-- Information given follows --
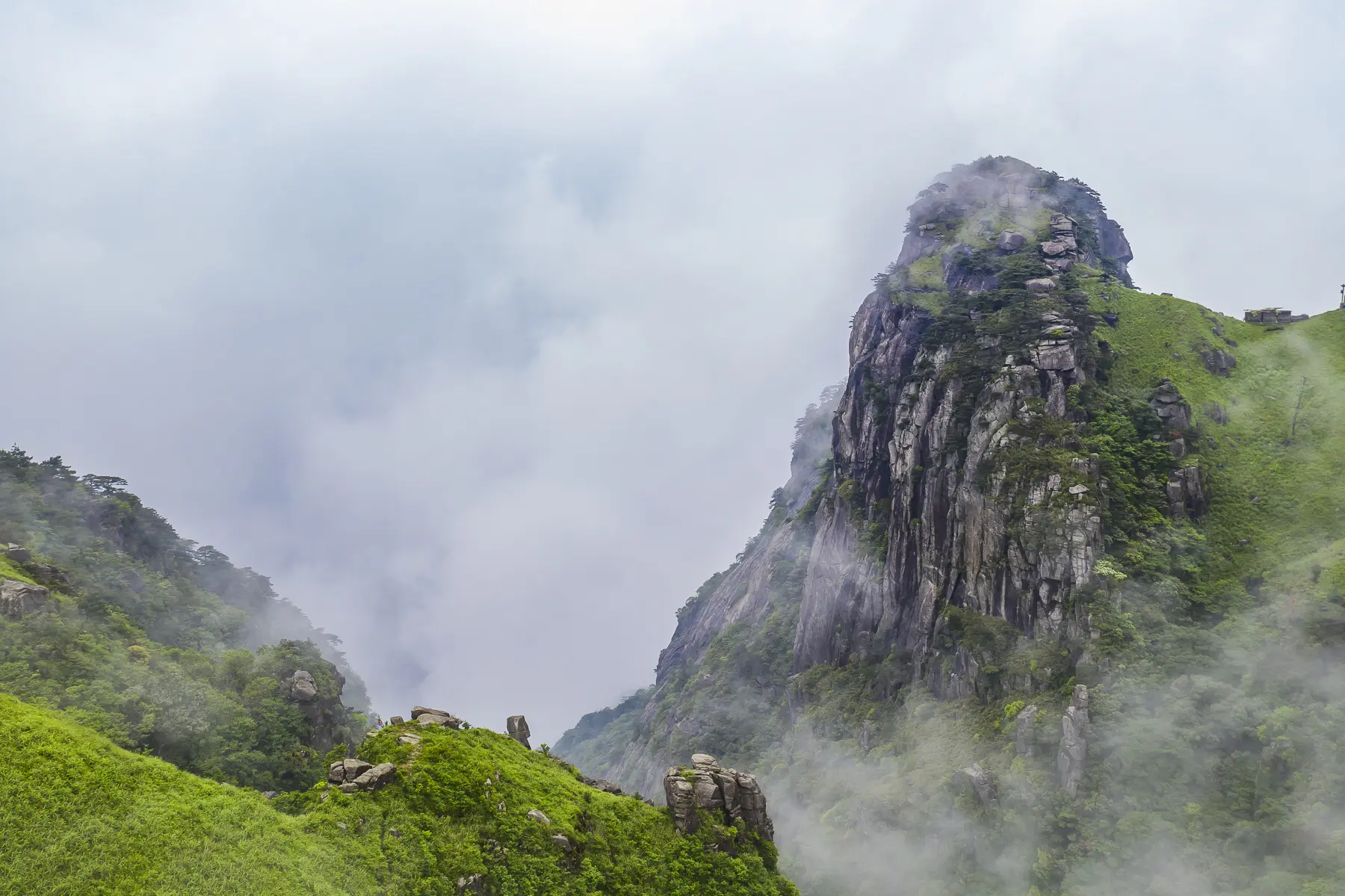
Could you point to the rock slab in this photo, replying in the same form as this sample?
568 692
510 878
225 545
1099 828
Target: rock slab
19 599
711 788
517 728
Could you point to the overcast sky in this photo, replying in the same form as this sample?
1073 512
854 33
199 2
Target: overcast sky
482 329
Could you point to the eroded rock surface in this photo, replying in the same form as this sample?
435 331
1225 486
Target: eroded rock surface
518 729
353 775
1170 407
983 786
427 716
19 599
1022 738
1074 744
711 788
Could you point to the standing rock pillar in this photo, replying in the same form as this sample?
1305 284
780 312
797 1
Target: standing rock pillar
1022 734
1074 746
517 728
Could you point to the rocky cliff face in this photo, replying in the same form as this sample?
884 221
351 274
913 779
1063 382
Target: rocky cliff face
956 504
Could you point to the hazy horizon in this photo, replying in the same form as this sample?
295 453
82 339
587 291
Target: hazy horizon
482 329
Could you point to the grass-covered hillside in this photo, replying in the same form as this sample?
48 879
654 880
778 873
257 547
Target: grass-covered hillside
82 815
161 645
1210 640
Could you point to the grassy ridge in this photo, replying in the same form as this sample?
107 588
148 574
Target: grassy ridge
1271 499
82 815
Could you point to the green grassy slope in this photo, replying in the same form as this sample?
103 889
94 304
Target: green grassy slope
1215 755
161 645
81 815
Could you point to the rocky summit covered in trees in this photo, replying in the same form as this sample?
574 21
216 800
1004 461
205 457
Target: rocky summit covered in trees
1052 599
171 727
1052 602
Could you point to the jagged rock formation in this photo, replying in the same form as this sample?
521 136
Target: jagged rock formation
1022 738
1074 744
302 687
1217 362
329 717
18 599
1187 498
353 775
427 716
709 786
1170 407
942 501
983 786
518 729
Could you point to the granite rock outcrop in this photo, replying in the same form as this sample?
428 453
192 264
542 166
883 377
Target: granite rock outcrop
708 786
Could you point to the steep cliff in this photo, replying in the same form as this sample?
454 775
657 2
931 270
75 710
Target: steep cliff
954 478
1044 489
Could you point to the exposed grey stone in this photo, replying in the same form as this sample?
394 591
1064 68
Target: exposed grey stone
711 788
439 719
18 599
983 786
518 729
377 776
425 711
302 687
1074 746
1170 407
681 798
1187 498
1022 738
1219 362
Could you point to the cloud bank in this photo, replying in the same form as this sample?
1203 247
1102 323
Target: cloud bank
483 327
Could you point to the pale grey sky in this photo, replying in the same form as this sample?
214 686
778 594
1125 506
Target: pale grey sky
483 327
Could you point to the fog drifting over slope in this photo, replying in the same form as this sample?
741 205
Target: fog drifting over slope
483 327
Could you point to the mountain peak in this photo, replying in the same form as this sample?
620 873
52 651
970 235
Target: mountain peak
971 206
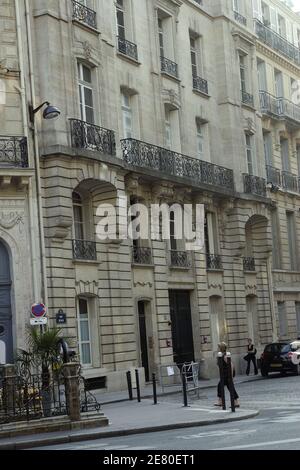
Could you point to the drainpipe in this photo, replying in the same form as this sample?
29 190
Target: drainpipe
21 90
37 160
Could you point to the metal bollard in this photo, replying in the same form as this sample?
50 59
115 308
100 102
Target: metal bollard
154 389
138 390
129 384
230 382
221 370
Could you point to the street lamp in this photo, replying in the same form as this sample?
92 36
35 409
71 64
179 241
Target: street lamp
50 112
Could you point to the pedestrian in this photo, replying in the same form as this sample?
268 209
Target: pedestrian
223 349
251 357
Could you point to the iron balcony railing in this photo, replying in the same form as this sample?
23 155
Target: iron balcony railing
84 250
289 181
127 48
141 255
169 67
144 155
200 84
240 18
180 259
247 98
255 185
84 14
214 262
91 137
14 151
249 264
277 42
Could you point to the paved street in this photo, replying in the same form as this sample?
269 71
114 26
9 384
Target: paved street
277 426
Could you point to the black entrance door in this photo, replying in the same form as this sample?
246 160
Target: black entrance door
182 332
6 341
143 339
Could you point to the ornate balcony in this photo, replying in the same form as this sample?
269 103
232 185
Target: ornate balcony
214 262
127 48
84 250
13 152
277 42
247 98
141 255
249 264
240 18
84 14
91 137
163 161
169 67
180 259
255 185
199 84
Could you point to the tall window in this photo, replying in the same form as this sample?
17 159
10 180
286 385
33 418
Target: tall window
249 153
84 332
86 93
127 116
78 217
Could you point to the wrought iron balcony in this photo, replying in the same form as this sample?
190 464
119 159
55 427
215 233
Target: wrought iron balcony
277 42
91 137
249 264
214 262
144 155
127 48
169 67
240 18
141 255
255 185
289 181
84 14
84 250
200 84
247 98
14 152
180 259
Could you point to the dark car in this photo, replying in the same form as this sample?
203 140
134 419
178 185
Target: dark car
277 357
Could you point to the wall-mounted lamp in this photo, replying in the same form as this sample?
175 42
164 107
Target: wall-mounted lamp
50 112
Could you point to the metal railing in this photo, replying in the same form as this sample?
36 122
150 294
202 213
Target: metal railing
200 84
214 262
249 264
255 185
179 259
169 67
84 14
144 155
277 42
141 255
14 151
84 250
127 48
91 137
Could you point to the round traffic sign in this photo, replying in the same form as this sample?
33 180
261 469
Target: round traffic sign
38 310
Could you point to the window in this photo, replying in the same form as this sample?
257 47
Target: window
127 116
249 154
84 333
86 93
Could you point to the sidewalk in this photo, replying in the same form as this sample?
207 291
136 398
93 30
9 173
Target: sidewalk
127 418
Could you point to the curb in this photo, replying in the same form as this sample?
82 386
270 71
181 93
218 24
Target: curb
121 432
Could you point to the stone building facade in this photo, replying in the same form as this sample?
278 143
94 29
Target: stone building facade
161 102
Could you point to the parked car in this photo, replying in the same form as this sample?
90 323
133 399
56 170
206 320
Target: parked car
280 357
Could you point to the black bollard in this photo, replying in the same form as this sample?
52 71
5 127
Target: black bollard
154 389
230 383
221 370
138 390
129 383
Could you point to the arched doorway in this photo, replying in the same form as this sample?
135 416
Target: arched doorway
6 339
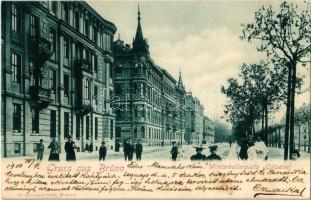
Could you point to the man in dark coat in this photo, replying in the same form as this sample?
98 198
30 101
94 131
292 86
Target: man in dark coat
132 149
213 155
102 152
198 155
54 154
174 151
70 150
127 149
40 150
139 150
91 148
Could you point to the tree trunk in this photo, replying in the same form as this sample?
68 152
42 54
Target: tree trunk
288 104
266 125
298 137
262 121
279 140
309 136
292 113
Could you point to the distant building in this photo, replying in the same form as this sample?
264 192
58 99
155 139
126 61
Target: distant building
194 120
208 130
56 75
149 102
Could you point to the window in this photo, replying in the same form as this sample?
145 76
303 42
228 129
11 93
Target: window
32 77
94 62
17 148
17 117
86 28
16 68
77 128
53 123
77 20
110 70
53 7
66 125
86 92
87 127
95 35
52 80
66 47
95 94
66 85
118 132
53 39
111 129
66 12
143 132
35 120
96 128
35 147
33 25
15 18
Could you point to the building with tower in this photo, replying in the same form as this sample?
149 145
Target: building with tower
149 103
194 120
56 76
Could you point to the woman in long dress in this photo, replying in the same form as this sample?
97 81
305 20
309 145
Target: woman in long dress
69 149
54 153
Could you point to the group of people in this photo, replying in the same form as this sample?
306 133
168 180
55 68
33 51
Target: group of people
253 150
200 156
69 149
129 148
54 153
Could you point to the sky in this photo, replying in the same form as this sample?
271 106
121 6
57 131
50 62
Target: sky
198 38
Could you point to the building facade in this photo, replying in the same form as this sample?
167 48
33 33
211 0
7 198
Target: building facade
194 120
208 130
56 75
149 103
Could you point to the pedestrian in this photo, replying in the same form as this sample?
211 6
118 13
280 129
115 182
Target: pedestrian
91 148
126 149
102 152
132 149
54 153
251 151
198 155
69 149
295 155
138 150
213 155
261 149
174 151
40 150
86 148
243 150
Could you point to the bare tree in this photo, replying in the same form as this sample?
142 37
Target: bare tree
285 36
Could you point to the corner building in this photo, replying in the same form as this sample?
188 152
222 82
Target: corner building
56 76
149 102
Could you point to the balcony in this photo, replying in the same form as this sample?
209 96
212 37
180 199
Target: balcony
41 45
40 96
83 65
84 107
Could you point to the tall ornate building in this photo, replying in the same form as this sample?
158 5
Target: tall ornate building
149 102
194 120
56 75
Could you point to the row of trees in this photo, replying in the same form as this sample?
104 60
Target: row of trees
260 89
-- Information given concluded --
Reply with exactly the lines from the one containing "Could you point to the building facade" to the last line of the material, inclusive, and with nothing more.

Could you point to the building facade in this photo, replying in the same form as this sample?
167 48
33 33
211 0
7 198
Target: building facade
194 120
208 130
56 75
149 103
Could you point to the pedestrian in this photo, replying in the same form as this sample?
211 6
118 13
280 129
115 182
Target: pedestrian
91 148
126 149
102 152
132 149
54 153
251 151
198 155
69 149
295 155
138 150
213 155
261 149
174 151
40 150
86 148
243 150
Could you point to the bare tree in this photo, replying in the same form as this sample?
142 37
Target: bare tree
285 36
Could you point to the corner building in this photo, replying in the same form as this sample?
188 152
222 82
Target: corner building
56 76
149 102
Could you point to the balcony in this photo, replying in the same form as this sample?
209 96
212 37
180 199
Target: balcony
41 45
40 96
83 65
84 107
Could you point to the tall ornate building in this photo, replying in the same form as this sample?
158 5
Target: tall ornate building
149 102
194 120
56 75
Could you point to the row of trees in this photo, replying in the same form as this sample?
104 60
Target: row of trees
260 89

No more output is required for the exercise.